#### ФРАГМЕНТ ТЕКСТА ####

Как-то в день раздачи почты, которая обычно следовала сразу же после вечерней переклички «Всем встать, проверка койко-мест!», я получил полное благодарности письмо от мисс Кэрол Эванс – социального работника хосписа, находящегося в центральном районе Нового Орлеана. Она благодарила меня за литературу и учебные материалы по организации работы тюремного хосписа. Я послал ей эти книги, полагая, что они помогут ей организовать тюремный хоспис, где в качестве персонала работали бы заключённые. Речь шла об «Анголе» – исправительном учреждении штата Луизиана. Сейчас пациентами этого хосписа становятся пожизненно осуждённые, которые вынуждены умирать в этой печально известной тюрьме с самым строгим режимом.
Сложно выразить, насколько глубокое удовлетворение и признательность я почувствовал, читая письмо мисс Эванс. В тюрьме обычно испытываешь совсем другие чувства. Вместо доброты и понимания тюремная атмосфера день и ночь транслирует заключённым совсем другое чувство – унижение.
В тюрьме унижением наполнено любое ежедневное действие – утренний подъём, перекличка, исправительные работы, давка в очереди в столовую, проверка карманов при выходе из столовой, периодический досмотр камер, сдача анализа мочи на содержание наркотических веществ и конечно же – «ну-ка, прошманайте этого типа как следует» – тщательный обыск после свиданий с посетителями в гостевой комнате.

####

ЗАДАНИЯ К УПРАЖНЕНИЮ:
1. Перепишите из текста о тюремном хосписе отрывок, начиная со слов «В тюрьме унижением» и заканчивая словами «в гостевой комнате.».
2. Кем работала мисс Кэрол Эванс, согласно тексту о тюремном хосписе?
3. Продолжите текст о тюремном хосписе, начав сразу после его последнего предложения.

#### ИЗВЛЕЧЁННЫЕ ДАННЫЕ ####

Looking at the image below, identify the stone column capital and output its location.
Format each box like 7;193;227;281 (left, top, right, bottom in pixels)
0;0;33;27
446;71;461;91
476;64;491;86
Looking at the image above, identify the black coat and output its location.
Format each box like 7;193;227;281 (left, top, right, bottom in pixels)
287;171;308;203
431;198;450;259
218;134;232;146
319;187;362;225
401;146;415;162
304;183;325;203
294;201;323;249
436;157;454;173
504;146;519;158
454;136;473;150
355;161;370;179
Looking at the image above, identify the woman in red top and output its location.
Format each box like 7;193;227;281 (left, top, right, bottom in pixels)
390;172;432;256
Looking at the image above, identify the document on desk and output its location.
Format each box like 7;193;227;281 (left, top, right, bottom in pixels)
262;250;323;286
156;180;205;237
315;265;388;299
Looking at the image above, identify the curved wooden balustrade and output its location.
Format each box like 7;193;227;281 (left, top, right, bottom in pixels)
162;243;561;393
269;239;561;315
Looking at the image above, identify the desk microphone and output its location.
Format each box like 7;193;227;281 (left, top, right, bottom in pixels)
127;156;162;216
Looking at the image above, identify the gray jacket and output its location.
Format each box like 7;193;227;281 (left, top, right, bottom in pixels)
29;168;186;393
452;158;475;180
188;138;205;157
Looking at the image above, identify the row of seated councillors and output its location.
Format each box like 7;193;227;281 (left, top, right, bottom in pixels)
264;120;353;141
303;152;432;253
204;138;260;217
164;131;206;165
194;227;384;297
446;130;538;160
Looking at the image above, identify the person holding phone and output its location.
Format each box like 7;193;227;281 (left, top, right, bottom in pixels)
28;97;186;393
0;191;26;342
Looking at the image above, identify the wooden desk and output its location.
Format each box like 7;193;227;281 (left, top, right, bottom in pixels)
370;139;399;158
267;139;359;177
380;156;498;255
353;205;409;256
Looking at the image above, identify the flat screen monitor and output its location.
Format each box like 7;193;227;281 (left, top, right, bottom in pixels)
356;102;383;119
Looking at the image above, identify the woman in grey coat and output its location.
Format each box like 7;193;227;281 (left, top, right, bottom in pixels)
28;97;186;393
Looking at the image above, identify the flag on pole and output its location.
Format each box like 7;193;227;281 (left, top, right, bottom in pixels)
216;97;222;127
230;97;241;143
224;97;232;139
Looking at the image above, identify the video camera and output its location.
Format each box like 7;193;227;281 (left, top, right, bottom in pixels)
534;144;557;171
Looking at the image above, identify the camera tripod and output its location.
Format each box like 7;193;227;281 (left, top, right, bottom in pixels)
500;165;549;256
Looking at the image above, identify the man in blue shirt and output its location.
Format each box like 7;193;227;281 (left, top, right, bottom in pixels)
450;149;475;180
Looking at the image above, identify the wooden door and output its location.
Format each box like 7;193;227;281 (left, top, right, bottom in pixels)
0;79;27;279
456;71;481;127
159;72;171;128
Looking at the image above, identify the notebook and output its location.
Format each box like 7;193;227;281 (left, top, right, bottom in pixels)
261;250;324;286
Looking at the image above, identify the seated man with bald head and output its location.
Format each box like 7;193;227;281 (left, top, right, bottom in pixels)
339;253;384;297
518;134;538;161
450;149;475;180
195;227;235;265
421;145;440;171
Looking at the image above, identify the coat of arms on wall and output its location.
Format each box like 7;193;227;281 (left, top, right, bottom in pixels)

####

ОТВЕТЫ К ЗАДАНИЯМ:
1.
В тюрьме унижением наполнено любое ежедневное действие – утренний подъём, перекличка, исправительные работы, давка в очереди в столовую, проверка карманов при выходе из столовой, периодический досмотр камер, сдача анализа мочи на содержание наркотических веществ и конечно же – «ну-ка, прошманайте этого типа как следует» – тщательный обыск после свиданий с посетителями в гостевой комнате.

2. Социальным работником хосписа в центральном районе Нового Орлеана.

3.
Это чувство унижения внедрено в исправительную систему в качестве постоянного посыла, который, порой осознанно, а порой и нет, усиливают и работники тюрьмы, и сами заключённые. Этот посыл состоит в том, чтобы напоминать нам, заключённым, что мы люди второго сорта – просто голоса на перекличке – и если и представляем собой какую-то ценность, то только как подопытный материал для растущей индустрии исправительных учреждений. Даже когда заключённые и работники тюрьмы общаются между собой непринуждённо, или даже по доброму подшучивают друг над другом, тем не менее, открыто или завуалированно, этот посыл присутствует всё равно: «Ты зэк, бандюга, нарушитель закона, а я нет. Я настоящий человек. Я действительно имею значение, а ты – никакого».
Меня всегда поражало, как заключённые умудряются не терять присутствия духа в такой негативной и удручающей атмосфере. Но нам приходится платить немалую цену за то, чтобы приспособиться к ней. Мы наращиваем по несколько защитных слоёв злости и ожесточения, обороняя себя от внешнего шквала порицания и от внутреннего мира ранимости и боли – от подтачивающих нас изнутри страха и одиночества. Прокуроры, судьи, тюремщики, газеты и телевидение, политики, воспитатели и само общество демонизировали нас и похоронили под толщей чувства вины и унижения. Всё это препятствует искреннему раскаянию и сожалению о содеянном, которые так необходимы для изменения и исправления. Вместо этого заключённые проецируют презрение и ненависть к себе вовне в форме гнева, озлобленности и враждебности по отношению к системе и тем, кто её представляет – работникам тюрьмы и полицейским.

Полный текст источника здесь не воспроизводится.